* Records from a dataset
####

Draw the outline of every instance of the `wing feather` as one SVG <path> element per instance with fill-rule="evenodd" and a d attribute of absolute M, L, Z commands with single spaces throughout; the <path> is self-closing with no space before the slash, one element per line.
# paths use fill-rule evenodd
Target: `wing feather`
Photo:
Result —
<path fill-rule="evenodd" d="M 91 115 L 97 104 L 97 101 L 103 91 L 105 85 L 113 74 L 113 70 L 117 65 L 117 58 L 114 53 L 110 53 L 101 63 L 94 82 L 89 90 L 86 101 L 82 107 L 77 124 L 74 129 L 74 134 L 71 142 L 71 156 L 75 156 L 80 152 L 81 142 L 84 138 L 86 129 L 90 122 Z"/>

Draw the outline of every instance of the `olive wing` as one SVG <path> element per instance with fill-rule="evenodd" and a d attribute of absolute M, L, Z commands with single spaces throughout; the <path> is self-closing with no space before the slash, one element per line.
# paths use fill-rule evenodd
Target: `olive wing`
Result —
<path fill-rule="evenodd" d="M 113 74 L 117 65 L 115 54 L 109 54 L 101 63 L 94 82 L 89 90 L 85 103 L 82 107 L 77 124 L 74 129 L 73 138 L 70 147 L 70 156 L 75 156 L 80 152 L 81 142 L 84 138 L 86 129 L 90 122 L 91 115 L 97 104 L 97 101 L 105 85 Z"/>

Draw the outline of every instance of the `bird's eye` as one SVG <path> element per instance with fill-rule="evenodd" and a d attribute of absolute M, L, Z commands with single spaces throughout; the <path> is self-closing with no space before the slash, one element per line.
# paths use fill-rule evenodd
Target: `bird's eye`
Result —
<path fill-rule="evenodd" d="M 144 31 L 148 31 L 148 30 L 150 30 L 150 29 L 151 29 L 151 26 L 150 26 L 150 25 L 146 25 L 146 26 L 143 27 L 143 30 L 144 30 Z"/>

####

* Problem statement
Write out the rows shown above verbatim, with no changes.

* Complete response
Draw the outline of every instance of the `wing feather` as one SVG <path> element per instance with fill-rule="evenodd" and a d attribute of absolute M, L, Z commands with single spaces throughout; the <path> is self-closing with no space before the slash, one element per line.
# paths use fill-rule evenodd
Target: `wing feather`
Photo:
Result —
<path fill-rule="evenodd" d="M 91 115 L 97 104 L 97 101 L 103 91 L 105 85 L 113 74 L 113 70 L 117 65 L 117 58 L 114 53 L 110 53 L 101 63 L 94 82 L 89 90 L 86 101 L 82 107 L 77 124 L 74 129 L 74 134 L 71 142 L 71 156 L 75 156 L 80 152 L 81 142 L 84 138 L 86 129 L 90 122 Z"/>

Draw the outline of every instance of the `olive wing` as one SVG <path> element per instance with fill-rule="evenodd" and a d attribute of absolute M, L, Z commands with single spaces throughout; the <path> is self-closing with no space before the slash, one element per line.
# paths use fill-rule evenodd
Target: `olive wing`
Result —
<path fill-rule="evenodd" d="M 113 74 L 117 65 L 115 54 L 109 54 L 101 63 L 94 82 L 89 90 L 85 103 L 82 107 L 77 124 L 74 129 L 73 138 L 70 147 L 70 156 L 75 156 L 80 152 L 81 142 L 84 138 L 86 129 L 90 122 L 91 115 L 97 104 L 97 101 L 105 85 Z"/>

Draw the outline of every instance of the `bird's eye` as one SVG <path> element per instance with fill-rule="evenodd" and a d attribute of absolute M, L, Z commands with single spaces throughout; the <path> is self-closing with no space before the slash, one element per line.
# paths use fill-rule evenodd
Target: `bird's eye`
Result —
<path fill-rule="evenodd" d="M 144 31 L 148 31 L 148 30 L 150 30 L 150 29 L 151 29 L 151 26 L 150 26 L 150 25 L 146 25 L 146 26 L 143 27 L 143 30 L 144 30 Z"/>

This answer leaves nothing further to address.